> **THE PROBLEM**
Look for "wall" in each line of the records, and copy the lines that have it.

━━ INFORMATION SUPPLIED ━━

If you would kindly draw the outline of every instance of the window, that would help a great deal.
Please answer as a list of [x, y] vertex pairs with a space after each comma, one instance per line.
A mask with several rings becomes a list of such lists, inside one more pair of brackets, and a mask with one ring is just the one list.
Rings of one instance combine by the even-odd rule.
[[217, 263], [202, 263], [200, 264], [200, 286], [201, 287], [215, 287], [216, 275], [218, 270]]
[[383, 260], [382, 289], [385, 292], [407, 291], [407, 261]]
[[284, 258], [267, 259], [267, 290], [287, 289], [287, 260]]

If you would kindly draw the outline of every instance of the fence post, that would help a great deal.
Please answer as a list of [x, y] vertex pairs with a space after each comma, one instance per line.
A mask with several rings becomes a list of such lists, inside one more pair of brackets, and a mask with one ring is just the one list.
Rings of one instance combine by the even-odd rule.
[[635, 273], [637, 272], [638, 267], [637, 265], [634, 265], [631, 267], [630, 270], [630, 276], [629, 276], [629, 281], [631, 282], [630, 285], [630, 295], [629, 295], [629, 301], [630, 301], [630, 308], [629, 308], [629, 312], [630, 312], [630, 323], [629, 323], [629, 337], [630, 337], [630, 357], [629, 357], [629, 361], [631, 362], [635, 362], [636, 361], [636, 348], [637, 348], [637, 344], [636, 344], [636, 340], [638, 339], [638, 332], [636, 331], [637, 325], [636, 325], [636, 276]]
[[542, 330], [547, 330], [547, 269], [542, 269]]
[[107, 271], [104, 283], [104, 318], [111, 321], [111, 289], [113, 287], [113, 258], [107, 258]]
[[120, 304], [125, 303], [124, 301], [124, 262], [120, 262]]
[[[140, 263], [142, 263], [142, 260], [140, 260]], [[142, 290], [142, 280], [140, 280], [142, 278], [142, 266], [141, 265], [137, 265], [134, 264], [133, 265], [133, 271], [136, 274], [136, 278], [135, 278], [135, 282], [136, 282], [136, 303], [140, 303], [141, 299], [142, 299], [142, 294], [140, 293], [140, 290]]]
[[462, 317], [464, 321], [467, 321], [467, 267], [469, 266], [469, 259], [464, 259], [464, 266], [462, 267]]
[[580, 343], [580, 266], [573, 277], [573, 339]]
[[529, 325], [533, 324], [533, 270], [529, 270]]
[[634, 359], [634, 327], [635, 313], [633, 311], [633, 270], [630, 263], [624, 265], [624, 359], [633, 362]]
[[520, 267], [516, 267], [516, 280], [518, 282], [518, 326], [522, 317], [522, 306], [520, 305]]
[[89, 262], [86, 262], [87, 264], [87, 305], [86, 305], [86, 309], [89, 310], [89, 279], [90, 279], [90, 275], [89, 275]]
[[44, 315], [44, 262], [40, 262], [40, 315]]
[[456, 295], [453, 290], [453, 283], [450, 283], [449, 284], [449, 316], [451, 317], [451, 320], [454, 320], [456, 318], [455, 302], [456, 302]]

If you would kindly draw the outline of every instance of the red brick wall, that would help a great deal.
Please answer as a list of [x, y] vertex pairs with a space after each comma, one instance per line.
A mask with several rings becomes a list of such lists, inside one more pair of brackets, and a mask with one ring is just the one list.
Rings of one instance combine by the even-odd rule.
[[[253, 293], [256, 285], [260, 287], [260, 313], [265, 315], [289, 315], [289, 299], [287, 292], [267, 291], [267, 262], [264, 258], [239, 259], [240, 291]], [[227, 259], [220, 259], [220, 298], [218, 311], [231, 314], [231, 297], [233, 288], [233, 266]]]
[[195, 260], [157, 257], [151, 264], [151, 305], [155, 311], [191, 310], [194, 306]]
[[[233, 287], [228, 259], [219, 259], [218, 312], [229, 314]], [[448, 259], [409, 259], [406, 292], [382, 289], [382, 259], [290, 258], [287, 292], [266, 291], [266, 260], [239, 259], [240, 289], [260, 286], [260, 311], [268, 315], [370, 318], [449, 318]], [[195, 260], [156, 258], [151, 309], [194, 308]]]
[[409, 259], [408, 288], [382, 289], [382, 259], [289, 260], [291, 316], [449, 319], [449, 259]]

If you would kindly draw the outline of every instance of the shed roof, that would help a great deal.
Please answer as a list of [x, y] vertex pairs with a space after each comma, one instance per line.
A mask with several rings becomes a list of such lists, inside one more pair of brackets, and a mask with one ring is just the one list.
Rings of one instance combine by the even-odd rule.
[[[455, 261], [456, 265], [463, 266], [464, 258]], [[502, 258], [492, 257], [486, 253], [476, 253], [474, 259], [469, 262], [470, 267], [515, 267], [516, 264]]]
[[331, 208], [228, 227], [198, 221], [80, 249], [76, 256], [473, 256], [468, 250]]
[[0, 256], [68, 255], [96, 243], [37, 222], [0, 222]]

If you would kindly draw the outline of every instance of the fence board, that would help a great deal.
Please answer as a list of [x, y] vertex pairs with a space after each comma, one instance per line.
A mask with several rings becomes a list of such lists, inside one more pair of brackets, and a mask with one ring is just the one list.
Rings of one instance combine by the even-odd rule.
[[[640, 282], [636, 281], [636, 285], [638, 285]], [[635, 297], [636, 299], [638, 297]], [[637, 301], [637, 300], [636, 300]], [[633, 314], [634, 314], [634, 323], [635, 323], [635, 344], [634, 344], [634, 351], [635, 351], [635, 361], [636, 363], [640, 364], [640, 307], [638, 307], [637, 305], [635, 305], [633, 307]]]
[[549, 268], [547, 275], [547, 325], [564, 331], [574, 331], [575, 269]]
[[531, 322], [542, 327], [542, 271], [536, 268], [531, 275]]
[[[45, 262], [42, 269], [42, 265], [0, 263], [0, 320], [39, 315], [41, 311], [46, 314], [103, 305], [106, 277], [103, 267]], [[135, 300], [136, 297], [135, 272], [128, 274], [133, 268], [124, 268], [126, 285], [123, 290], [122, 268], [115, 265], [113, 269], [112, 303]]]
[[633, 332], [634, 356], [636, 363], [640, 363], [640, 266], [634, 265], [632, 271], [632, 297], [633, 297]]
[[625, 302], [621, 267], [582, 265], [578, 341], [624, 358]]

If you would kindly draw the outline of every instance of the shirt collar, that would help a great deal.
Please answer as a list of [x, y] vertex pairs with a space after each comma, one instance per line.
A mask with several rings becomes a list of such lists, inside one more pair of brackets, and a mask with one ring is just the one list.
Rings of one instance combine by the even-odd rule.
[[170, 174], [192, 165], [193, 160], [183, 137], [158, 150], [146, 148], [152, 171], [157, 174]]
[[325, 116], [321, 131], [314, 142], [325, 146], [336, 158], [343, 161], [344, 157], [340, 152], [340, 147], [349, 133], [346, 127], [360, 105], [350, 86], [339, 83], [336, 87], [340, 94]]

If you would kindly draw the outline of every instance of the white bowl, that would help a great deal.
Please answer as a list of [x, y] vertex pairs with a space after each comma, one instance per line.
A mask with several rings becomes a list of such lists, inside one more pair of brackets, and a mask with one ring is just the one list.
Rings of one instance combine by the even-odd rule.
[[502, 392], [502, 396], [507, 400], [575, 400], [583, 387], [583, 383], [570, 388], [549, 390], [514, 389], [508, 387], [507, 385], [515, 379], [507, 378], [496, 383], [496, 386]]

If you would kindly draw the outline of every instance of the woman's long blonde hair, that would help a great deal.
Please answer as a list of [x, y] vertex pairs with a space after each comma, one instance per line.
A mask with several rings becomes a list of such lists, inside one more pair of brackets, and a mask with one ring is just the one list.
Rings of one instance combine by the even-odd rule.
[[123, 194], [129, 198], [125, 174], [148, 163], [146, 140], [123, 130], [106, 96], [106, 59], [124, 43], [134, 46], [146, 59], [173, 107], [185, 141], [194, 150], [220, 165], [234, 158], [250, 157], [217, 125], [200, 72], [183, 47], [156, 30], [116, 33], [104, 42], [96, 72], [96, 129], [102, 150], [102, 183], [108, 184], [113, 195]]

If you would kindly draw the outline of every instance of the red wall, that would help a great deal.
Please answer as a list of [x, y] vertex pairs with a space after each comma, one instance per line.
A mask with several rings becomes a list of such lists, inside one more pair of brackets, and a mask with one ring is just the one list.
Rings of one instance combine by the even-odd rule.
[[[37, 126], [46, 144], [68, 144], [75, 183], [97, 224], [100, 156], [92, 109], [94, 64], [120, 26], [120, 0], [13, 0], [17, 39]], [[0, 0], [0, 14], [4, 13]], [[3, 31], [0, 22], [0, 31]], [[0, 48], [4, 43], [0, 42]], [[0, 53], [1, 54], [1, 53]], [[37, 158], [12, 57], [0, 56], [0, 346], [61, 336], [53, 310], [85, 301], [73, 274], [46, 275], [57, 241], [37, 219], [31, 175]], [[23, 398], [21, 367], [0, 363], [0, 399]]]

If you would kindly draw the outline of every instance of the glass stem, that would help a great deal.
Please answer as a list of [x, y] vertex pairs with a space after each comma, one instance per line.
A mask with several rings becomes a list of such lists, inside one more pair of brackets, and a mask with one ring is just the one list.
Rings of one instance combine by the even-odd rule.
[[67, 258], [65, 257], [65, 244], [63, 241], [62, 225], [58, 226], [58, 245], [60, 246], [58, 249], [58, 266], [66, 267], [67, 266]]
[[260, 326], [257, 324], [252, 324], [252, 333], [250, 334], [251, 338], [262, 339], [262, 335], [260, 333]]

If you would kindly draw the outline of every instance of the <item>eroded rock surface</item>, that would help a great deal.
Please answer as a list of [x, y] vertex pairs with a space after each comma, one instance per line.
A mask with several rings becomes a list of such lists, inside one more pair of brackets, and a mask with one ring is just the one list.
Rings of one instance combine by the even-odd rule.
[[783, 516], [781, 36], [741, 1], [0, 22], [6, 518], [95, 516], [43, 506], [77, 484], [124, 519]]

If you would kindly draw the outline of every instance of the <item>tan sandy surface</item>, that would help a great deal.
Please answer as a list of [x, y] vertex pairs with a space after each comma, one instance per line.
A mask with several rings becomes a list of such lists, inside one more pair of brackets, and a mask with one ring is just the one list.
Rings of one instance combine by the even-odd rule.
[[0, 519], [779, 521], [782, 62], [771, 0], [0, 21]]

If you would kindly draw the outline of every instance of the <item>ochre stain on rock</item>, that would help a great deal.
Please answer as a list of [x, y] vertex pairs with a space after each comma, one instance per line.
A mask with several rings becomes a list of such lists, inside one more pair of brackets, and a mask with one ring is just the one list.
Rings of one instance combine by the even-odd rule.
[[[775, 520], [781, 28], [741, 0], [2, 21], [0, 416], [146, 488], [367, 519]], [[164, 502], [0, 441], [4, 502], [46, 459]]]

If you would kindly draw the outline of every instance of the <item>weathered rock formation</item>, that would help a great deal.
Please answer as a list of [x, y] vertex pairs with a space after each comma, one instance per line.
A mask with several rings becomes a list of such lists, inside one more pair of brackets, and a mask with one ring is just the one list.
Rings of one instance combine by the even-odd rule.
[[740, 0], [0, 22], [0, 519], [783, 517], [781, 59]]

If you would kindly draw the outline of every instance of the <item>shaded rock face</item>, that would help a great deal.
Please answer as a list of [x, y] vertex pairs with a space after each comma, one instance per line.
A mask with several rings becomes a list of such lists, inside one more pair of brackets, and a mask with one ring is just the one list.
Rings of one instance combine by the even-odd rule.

━━━

> **RESPONSE BOX**
If you would kindly draw the outline of every instance of the red brick wall, that would help a great deal.
If you would kindly draw the outline of every instance of the red wall, that would help a great deal.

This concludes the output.